• EXERCISE DESCRIPTION:
Transcribe, word for word, the part of the passage on AI agency below that opens with the words containing "I think for" and closes with "ones very much.".

• PROVIDED PASSAGE:
━━━━━━━━━━━━━━━━

It's often useful to have a thing that is an agent because if you can convey to it the goal that you would like it to have, then it can just go out and do that thing instead of you having to do that. This is often a value add with employing humans to do things, so pretty plausibly people want to pay for that in AIs.
But I think it seems good to think of agency as something like a spectrum. The most extreme levels of agency would look like, for every action you take, you can see the whole distribution of possible futures that happen as a result and you can evaluate all of them perfectly and then you can take the action that leads to the highest expected utility. That seems pretty infeasible, you know, if you're not God. So probably we're not going to end up that close to that.
Rocks are very non-agentic, humans are somewhere in the middle, where they often seem like they have goals to some extent but it's not that clear and they're not that consistent. It seems like if a thing is about as agentic as a human, I would start being worried about it. Probably a spectrum is far too simple a way of thinking of this. Probably it's more complicated, but I think economic forces probably push more toward the middle of the spectrum, not the very extreme end, for the reason that: suppose you're employing someone to plan your wedding, you would probably like them to stick to the wedding planning and, you know, choose flowers and music and stuff like that, and not try to fix any problems in your family at the moment so that the seating arrangement can be better. [You want them to] understand what the role is and only do that. Maybe it would be better if they were known to be very good at this, so things could be different in the future, but it seems to be [that] economic forces push away from zero agency but also away from very high agency.
Next consideration: spontaneous emergence.
We don't know how machine learning systems work. We do know how to make them sometimes, which is, you get a random neural network and you ask it to do a thing for you. You're like, "Recognize this, is it a cat?" And it's like, "No," and you're like, "It was a cat, alright." And then you change every little weighting in it so it's more likely to give the answer you want and then you just keep doing that again and again until it does recognize the cat, but you don't really know what's happening inside it at all. You just know that you searched around until you found some software that did the thing.
And so you don't know whether that software is an agent, and there's a question of: how likely is software to be an agent? There's also a question of how useful agents are. It seems like if they're pretty useful, you could imagine that you often, if trying to do something efficiently, end up with things that are agents, or where some part of them is an agent. I think that's a pretty open question, to my knowledge, but could happen.
Relatedly, there are these coherence arguments, but actually I'm not going to go into that after repeated feedback that I have not explained it well enough. Another consideration is that, at the moment, we try to get AI to do human-like things often by just copying humans. Humans are at least somewhat agentic, as we've noted. So AI, which copies humans, can also be somewhat agentic: it seems like the Bing chat does threaten people, so that seems a bit like it's trying to achieve goals. Hopefully it's not, but you could imagine if you copy humans pretty well, you get that sort of thing for free.
In general, being an agent is more efficient than less being-an-agent 'cause you're not treading on your own toes all the time by being inconsistent. So that seems like probably some pressure toward agents effectively having more cognitive labor to spend on things 'cause they're not wasting it all the time. So you might just expect, if at some point in time there are some fraction of agents, that over time things might become more agentic as those things went out and took control.
I think for some people that's a very big consideration, pushing toward in the longer term it just being entirely very agentic agents. I find all of these things kind of ambiguous. I think the economic forces [consideration] is pretty good, but it doesn't push toward all systems being agents, just at least some of them, and as I said, it doesn't push all the way there, and I'm less sure what to make of these other ones. So I end up somewhere kind of middling. I'm going to not actually go into these ones very much.

━━━━━━━━━━━━━━━━

• DATASET SECTION:

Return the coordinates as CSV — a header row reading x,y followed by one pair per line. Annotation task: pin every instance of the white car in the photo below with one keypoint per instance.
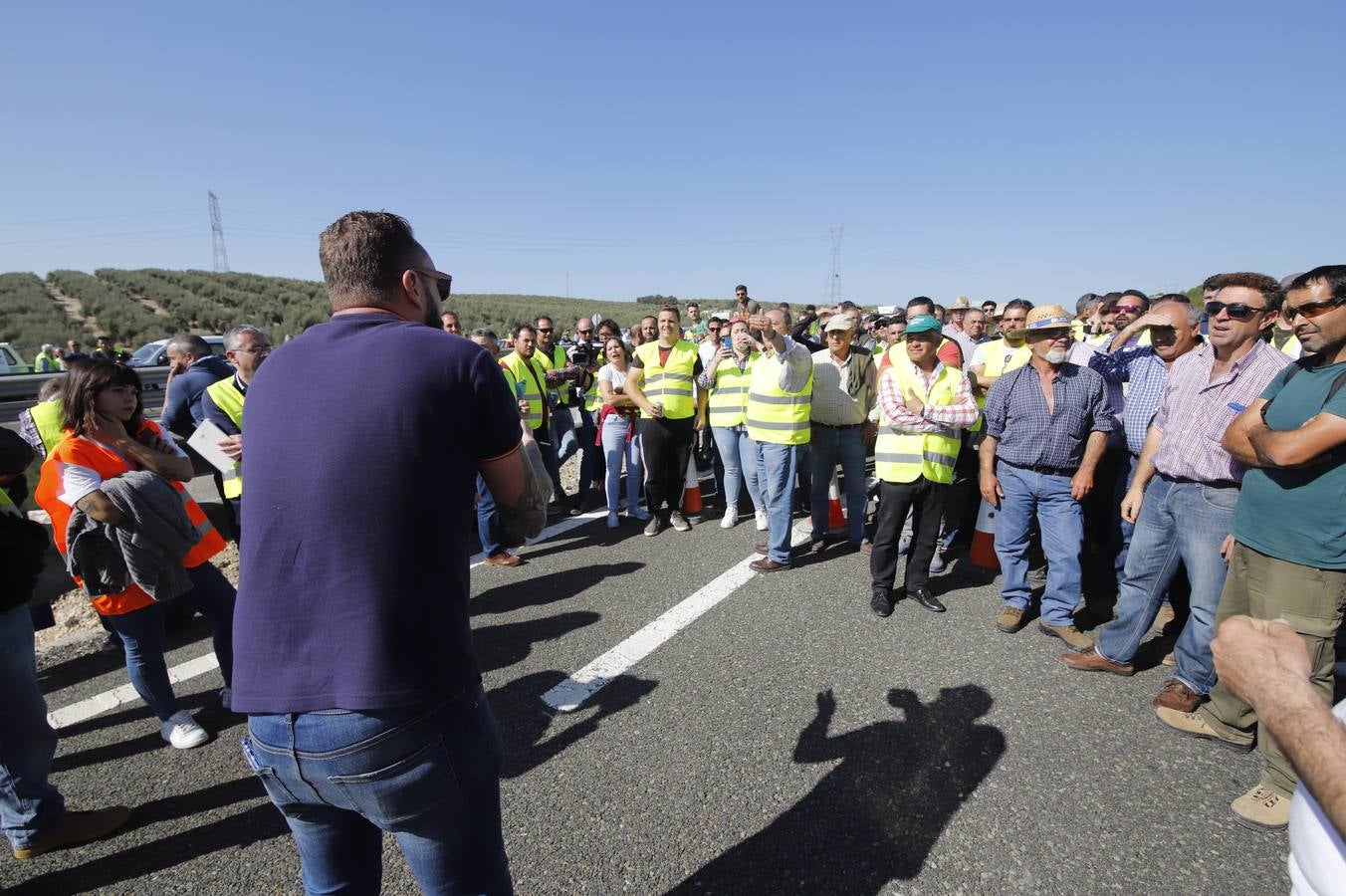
x,y
155,354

━━━━━━━━━━━━━━━━

• THE RESULT:
I think for some people that's a very big consideration, pushing toward in the longer term it just being entirely very agentic agents. I find all of these things kind of ambiguous. I think the economic forces [consideration] is pretty good, but it doesn't push toward all systems being agents, just at least some of them, and as I said, it doesn't push all the way there, and I'm less sure what to make of these other ones. So I end up somewhere kind of middling. I'm going to not actually go into these ones very much.